* Data entries
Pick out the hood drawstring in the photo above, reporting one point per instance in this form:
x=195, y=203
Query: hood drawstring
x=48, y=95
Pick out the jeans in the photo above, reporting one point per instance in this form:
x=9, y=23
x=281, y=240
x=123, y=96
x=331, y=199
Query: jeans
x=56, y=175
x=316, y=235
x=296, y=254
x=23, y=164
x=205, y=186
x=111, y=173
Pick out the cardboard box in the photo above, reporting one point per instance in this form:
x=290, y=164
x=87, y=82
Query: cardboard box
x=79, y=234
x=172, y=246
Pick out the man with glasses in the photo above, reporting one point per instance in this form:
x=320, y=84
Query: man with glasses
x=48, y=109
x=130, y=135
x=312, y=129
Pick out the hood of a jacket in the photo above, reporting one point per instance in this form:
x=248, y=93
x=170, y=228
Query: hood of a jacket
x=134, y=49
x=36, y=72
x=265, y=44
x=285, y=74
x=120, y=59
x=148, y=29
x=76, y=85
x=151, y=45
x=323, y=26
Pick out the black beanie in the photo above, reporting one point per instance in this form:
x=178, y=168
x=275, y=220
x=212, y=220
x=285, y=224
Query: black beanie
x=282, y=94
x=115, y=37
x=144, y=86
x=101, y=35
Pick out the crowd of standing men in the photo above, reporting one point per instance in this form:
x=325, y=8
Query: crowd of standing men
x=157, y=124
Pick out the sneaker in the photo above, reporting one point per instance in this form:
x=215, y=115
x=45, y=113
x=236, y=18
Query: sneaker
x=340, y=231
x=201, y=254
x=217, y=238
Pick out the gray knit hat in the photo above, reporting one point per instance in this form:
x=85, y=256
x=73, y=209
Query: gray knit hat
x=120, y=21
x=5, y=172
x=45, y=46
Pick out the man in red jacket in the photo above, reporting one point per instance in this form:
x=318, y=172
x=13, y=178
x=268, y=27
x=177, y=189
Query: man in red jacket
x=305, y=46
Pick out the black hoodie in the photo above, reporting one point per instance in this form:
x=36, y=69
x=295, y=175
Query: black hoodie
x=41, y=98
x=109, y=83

* Set exercise
Print the data verbatim, starting at its first line and stopping after the line that contains "x=111, y=173".

* Complete response
Pick out the hood drawstring in the photo above, reporting one point per instance in this form:
x=195, y=203
Query: hood drawstring
x=48, y=95
Pick out the jeans in the photo above, reporting one point per instance in this form:
x=9, y=23
x=281, y=240
x=123, y=96
x=331, y=199
Query: jeans
x=56, y=175
x=316, y=235
x=296, y=254
x=23, y=164
x=205, y=186
x=111, y=173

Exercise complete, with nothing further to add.